What needs to be done » Start with the line containing "the side step" and write out each line through the end of the listing, exactly as given.

Dataset rows
———

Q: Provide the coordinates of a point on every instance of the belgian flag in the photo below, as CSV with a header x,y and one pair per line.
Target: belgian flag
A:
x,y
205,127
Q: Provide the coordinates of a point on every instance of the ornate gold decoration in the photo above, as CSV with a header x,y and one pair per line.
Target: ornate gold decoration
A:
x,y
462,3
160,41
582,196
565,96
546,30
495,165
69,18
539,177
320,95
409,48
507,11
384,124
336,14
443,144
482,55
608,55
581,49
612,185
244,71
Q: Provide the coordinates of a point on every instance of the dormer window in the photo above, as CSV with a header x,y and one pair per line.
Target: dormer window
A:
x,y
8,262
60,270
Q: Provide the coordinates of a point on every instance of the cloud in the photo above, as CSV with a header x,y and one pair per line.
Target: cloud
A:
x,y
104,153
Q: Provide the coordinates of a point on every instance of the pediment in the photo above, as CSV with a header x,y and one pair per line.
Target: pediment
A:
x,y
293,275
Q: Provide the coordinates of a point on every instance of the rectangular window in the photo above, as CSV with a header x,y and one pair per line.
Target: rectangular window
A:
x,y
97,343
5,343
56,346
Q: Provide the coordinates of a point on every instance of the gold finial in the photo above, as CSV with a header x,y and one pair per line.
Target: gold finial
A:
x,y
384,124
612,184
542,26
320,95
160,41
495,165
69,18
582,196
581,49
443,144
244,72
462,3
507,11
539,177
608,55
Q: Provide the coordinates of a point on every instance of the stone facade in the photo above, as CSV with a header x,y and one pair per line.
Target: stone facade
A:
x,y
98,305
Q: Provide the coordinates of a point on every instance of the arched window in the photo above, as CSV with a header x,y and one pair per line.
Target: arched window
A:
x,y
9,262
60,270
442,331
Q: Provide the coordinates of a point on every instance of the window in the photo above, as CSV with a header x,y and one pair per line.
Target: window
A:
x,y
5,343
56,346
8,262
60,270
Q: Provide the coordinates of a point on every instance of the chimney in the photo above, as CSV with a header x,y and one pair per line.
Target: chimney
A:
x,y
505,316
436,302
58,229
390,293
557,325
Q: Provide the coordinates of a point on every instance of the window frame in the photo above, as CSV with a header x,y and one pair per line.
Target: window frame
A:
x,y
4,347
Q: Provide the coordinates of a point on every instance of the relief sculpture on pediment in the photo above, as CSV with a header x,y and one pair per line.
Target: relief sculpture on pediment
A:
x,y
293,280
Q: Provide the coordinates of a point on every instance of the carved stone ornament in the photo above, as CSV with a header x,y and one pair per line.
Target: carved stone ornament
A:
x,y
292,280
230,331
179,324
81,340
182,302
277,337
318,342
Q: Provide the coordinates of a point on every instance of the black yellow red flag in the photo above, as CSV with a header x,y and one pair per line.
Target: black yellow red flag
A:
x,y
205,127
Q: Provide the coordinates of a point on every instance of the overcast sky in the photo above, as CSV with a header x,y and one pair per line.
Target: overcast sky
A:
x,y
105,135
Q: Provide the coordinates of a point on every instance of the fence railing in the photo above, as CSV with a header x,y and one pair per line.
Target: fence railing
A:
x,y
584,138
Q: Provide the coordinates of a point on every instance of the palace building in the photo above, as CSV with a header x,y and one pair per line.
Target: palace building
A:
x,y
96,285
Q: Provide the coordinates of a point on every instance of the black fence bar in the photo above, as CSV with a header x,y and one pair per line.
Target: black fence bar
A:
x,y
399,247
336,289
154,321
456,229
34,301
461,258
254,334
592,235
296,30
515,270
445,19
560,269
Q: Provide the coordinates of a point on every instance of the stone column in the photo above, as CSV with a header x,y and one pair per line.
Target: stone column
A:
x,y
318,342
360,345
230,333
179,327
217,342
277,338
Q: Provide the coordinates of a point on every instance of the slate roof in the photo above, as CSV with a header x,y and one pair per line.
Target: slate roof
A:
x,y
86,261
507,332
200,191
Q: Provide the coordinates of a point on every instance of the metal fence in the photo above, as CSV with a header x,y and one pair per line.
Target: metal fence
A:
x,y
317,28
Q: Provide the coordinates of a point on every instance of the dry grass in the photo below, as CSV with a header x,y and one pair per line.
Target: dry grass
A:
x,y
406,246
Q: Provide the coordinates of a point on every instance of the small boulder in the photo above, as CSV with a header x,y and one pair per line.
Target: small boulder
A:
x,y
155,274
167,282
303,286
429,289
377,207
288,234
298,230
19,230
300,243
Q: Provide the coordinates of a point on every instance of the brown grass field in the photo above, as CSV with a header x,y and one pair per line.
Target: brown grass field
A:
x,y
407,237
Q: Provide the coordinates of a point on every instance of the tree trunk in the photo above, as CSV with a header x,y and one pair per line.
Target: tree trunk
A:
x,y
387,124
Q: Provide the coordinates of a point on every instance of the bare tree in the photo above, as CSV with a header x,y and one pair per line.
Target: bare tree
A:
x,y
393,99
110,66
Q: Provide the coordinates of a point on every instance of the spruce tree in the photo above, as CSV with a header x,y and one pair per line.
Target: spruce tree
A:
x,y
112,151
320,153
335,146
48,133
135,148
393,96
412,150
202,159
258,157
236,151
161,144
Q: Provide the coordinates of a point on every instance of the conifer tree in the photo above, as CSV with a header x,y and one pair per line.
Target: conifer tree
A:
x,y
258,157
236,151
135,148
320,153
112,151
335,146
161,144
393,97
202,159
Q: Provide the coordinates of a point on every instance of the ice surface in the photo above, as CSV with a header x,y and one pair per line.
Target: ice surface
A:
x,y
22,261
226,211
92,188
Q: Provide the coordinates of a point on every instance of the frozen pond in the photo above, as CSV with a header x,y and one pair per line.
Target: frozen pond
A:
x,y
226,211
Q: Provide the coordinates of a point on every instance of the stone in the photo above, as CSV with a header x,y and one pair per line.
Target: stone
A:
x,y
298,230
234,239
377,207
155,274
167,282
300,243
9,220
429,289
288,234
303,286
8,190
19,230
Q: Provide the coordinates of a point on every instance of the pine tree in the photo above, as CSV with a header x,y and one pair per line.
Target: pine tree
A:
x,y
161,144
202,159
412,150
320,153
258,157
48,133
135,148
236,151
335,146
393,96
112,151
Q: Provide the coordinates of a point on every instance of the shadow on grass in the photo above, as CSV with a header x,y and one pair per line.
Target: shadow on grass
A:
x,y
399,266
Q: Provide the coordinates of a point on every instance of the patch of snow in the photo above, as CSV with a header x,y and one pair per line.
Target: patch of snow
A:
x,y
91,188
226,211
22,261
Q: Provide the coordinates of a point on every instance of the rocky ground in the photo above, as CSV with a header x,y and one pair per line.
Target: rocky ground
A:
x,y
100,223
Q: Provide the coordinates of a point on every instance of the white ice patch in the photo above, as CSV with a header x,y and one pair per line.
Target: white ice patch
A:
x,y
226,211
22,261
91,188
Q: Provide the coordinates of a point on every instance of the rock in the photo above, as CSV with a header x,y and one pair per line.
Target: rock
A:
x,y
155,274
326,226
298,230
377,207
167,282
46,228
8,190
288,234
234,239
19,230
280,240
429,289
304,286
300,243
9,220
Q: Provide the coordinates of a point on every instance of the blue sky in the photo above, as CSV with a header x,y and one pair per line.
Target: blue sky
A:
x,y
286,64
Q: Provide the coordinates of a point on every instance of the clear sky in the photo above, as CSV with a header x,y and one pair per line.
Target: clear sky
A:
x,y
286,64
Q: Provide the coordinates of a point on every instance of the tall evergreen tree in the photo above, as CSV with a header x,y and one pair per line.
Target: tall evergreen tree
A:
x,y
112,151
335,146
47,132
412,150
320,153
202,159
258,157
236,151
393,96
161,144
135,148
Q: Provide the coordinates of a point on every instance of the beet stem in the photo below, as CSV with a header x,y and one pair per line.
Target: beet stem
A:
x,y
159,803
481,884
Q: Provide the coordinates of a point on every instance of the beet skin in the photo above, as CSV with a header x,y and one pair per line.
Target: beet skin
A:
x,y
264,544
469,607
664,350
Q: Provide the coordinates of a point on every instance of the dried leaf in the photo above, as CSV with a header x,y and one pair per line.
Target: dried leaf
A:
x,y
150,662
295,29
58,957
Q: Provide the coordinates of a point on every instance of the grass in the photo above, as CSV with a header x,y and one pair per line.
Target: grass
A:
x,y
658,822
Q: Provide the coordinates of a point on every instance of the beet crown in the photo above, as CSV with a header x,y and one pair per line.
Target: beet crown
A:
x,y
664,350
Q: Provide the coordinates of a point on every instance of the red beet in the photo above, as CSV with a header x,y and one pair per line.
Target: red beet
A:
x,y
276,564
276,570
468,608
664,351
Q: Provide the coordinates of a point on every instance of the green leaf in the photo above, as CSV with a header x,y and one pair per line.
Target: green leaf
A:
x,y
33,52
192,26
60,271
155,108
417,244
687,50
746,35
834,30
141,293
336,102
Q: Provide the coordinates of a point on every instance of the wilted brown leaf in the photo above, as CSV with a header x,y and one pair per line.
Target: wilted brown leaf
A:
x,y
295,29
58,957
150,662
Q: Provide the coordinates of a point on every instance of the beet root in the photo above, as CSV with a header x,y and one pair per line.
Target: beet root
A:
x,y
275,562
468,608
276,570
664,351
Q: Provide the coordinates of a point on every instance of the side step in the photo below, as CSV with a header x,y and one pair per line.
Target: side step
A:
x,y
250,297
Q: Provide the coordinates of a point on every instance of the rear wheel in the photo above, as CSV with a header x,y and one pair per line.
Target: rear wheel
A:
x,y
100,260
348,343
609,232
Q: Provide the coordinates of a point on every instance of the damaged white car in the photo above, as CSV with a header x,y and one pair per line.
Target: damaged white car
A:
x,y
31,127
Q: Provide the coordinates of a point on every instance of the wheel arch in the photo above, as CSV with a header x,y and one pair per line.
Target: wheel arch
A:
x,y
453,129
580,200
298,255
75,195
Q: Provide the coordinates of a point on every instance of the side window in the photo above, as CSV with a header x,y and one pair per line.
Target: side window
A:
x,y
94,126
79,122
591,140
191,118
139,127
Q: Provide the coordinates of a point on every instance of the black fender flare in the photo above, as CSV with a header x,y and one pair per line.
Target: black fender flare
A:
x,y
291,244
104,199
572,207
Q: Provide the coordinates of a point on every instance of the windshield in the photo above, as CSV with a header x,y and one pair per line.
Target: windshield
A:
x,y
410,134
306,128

———

Correct result »
Q: Provide the coordinates of a point on every instance of the side step in the photo below, as CSV with a header x,y and one pair per line.
Target: side step
A:
x,y
250,297
Q: Provide the coordinates of a point on every instance of the rear wheel in the photo above, as CSV with a header x,y and one pair per line.
Target: rear wheel
A:
x,y
100,260
348,343
609,232
Q: Provide the coordinates of a point on every instance of the damaged white car in the photo above, as CSV with a header x,y and one pair per line.
Target: damaged white car
A:
x,y
31,127
Q: Provide the coordinates of a point on every instance of the wheel arch in the photo above, as CSV with a header x,y and one pair per line.
Target: wheel arch
A:
x,y
453,129
580,200
298,255
75,195
Q: Provide the coordinates of a point on every instance of the side window in the photo above, as CSV with a header x,y and one pair per line.
Target: side window
A:
x,y
94,126
79,122
591,140
191,118
139,127
Q: Provide the coordinates of a point on every instance of the black fender flare in the photo above, as CSV with a header x,y and one pair per line.
Target: black fender flare
A:
x,y
291,244
104,199
572,207
Q: Provide the coordinates of a point on every instance of the windshield in the photo above, as CSV with a header x,y and one pair per line.
Target: windshield
A:
x,y
410,134
306,128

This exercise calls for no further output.